--- Start of Selected excerpt ---
New Acura ILX Set for Los Angeles Debut

Smallest Acura set for a big refresh.

2016 Acura ILX
A hint of what the 2016 Acura ILX will look like.

Among entry level premium models, the Acura ILX has found its place in the market. Its sales, however, are down by 15.8 percent for the year through Sept. for a model that is clearly overmatched by competing vehicles, including the Buick Verano, Lexus IS250, Audi A3 and the Mercedes-Benz CLA250.

Hybrid Model Canceled

Introduced in gas and hybrid configurations for the 2013 model year, Acura dropped the hybrid for 2015, relying on a pair of gasoline engines going forward. Since its introduction, Acura has sold fewer than 3,000 hybrid ILXs, a paltry number covering two full model years.

This week, Acura announced that it would show a “substantially new 2016 ILX” at the 2014 Los Angeles Auto Show next month. “Substantially new” is a code phrase for “mid cycle refresh,” not a generational shift — instead, its debut is keeping with the industry’s usual practice of refreshing a model in the third or fourth year, before readying an all-new model after six years.

Acura ILX Midcycle Refresh

Acura hasn’t said much about its refresh and offered only a light-restricted three-quarter view of the sedan from the rear as featured here. In a related press release Acura noted, “…the 2016 ILX will bring a sharper performance focus while delivering a greater set of high-value comfort, convenience and safety features that consumers desire in the increasingly competitive entry-luxury field.”

That “increasingly competitive” field includes new models from Audi and Mercedes-Benz as well as the next generation Buick Verano, the latter expected to arrive within the next 12 to 16 months.

Acura says that it attracts more under 35 buyers than its competitors, a good thing for a brand that wants to bring in new customers and keep them. Even so, the Acura ILX has been criticized for its bland looks, anemic performance and the fact that it is based on the Honda Civic Si. Not that the Si is a dud, its just that the Acura ILX hasn’t met even modest expectations. You might do better buying the Honda and pocketing the difference.
--- End of Selected excerpt ---
--- Start of Given records ---
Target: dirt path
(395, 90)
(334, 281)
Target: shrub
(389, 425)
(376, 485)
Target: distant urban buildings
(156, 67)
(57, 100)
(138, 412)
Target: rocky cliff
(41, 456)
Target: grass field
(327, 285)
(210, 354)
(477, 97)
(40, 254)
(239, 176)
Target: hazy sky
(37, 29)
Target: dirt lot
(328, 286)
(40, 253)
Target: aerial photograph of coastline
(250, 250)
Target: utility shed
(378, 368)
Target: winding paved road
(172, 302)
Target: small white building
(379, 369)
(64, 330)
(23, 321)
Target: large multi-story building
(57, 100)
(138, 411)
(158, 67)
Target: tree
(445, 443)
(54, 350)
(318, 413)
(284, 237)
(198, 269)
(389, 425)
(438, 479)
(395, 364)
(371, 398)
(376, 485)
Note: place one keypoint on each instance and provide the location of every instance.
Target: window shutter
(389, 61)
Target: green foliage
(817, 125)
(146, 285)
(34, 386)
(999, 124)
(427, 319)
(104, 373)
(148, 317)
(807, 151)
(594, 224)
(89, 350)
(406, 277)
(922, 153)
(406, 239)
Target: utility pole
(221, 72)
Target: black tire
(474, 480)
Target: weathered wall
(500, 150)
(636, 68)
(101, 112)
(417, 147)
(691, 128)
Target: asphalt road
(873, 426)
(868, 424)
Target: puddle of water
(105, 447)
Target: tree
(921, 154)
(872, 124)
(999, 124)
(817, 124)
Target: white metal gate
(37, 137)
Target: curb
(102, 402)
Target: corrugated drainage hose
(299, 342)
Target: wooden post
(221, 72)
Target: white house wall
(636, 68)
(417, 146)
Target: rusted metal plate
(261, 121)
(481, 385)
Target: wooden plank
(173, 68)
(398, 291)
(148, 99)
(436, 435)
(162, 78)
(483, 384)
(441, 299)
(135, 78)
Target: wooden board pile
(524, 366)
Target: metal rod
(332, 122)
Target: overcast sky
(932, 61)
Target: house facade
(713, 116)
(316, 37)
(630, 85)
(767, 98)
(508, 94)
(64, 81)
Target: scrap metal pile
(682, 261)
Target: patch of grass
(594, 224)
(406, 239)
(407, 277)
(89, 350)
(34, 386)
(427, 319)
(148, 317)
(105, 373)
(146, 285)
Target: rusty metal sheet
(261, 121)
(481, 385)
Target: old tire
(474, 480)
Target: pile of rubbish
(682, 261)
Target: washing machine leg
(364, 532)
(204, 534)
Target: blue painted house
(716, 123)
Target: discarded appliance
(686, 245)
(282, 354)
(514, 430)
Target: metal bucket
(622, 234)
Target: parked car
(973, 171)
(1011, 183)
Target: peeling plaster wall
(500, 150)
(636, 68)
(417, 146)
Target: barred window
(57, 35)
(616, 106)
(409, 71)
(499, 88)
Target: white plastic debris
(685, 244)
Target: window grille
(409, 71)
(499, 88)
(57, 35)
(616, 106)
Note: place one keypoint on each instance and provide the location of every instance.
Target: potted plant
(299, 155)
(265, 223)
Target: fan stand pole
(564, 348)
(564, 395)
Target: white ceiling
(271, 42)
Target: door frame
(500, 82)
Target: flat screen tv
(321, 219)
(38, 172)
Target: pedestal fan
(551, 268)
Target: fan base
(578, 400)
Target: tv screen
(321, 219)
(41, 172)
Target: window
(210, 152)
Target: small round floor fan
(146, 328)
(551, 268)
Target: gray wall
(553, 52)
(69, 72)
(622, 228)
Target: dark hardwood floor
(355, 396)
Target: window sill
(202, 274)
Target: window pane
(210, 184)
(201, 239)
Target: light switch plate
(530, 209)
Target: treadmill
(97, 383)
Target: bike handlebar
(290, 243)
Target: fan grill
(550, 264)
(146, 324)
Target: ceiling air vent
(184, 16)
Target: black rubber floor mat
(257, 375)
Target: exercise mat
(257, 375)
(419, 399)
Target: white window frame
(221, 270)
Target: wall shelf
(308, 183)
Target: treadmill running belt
--- End of Given records ---
◆ **Exercise tasks**:
1: Turn the records, from the line with "Target: black rubber floor mat" through the end of the records, into a numbered list, skipping any blank lines.
2: Pick up the article on the Acura ILX refresh where it stops and keep writing it.

◆ **Task-by-task answers**:
1:
1. Target: black rubber floor mat
2. (257, 375)
3. Target: exercise mat
4. (257, 375)
5. (419, 399)
6. Target: white window frame
7. (221, 270)
8. Target: wall shelf
9. (308, 183)
10. Target: treadmill running belt

2:
Engines and Transmissions

The current Acura ILX is powered by a standard 2.0-liter four cylinder engine making 150 horsepower and 140 foot-pounds of torque. Those numbers are certainly not meant to suggest performance, instead the ILX is a fuel economy leader with its 24 mpg in the city and 35 mpg on the highway rating.

You can also choose a 2.4 liter four cylinder engine making 201 horsepower and 170 foot-pounds of torque. It gets 22 mpg in the city and 31 mpg on the highway. Choose the base engine and you get a 5-speed automatic transmission. Go with the larger engine and you’ll work with a 6-speed manual transmission.

All-Wheel Drive Possibilities

With little product information offered by Acura, the speculation has begun. Tweaks to the body and interior are a given. More performance seems likely and an all-wheel drive option may be readied, in keeping with the direction Acura has promised as reported by Auto Trends here last week. If Acura does go with the latter, it will match what Audi, Lexus and Mercedes-Benz offer. It might also force GM to seriously explore an all-wheel drive option for the Verano.

AWD may yet show up, but it may have to wait until the next generation ILX is released. If that is the case then figure Acura would keep the refresh around for two years before debuting its next generation model. Wait any longer and both its current and new competition could move further ahead.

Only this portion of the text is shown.